Exercise requirements: Render each line of the records below as an item in a numbered list, omitting any blank lines.
--- begin Exercise material ---
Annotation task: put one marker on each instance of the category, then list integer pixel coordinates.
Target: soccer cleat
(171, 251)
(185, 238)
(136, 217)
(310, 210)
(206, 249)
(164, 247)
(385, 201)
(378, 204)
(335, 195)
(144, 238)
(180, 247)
--- end Exercise material ---
Task response:
1. Annotation task: put one marker on each instance of the category, then list integer pixel coordinates.
2. Target: soccer cleat
3. (171, 251)
4. (185, 238)
5. (136, 217)
6. (310, 210)
7. (206, 249)
8. (164, 247)
9. (385, 201)
10. (378, 204)
11. (335, 195)
12. (144, 238)
13. (180, 247)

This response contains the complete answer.